** START OF Records provided **
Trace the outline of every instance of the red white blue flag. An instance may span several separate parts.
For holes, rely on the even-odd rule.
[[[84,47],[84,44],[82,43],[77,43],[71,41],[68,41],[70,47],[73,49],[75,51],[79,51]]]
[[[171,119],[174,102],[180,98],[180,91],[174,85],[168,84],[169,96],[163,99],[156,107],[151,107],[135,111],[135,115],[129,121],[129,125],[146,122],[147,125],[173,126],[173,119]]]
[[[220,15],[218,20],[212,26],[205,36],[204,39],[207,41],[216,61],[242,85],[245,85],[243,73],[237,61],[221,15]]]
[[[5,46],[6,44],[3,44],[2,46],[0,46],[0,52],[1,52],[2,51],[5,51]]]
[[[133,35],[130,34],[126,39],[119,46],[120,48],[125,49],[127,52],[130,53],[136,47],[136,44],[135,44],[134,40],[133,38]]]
** END OF Records provided **
Given task — Return every line above unchanged, from the first line through the last.

Worked answer —
Trace the outline of every instance of the red white blue flag. An instance may span several separate parts.
For holes, rely on the even-odd rule.
[[[84,47],[84,44],[82,43],[77,43],[71,41],[68,41],[70,47],[73,49],[75,51],[79,51]]]
[[[171,119],[174,102],[180,98],[180,91],[174,85],[168,84],[169,96],[163,99],[156,107],[151,107],[135,111],[135,115],[129,121],[129,125],[146,122],[147,125],[173,126],[173,119]]]
[[[220,15],[218,20],[212,26],[205,36],[204,39],[207,41],[216,61],[242,85],[245,85],[243,73],[237,61],[221,15]]]
[[[5,46],[6,44],[3,44],[2,46],[0,46],[0,52],[1,52],[2,51],[5,51]]]
[[[133,35],[130,34],[126,39],[119,46],[120,48],[125,49],[127,52],[130,53],[136,47],[136,44],[135,44],[134,40],[133,38]]]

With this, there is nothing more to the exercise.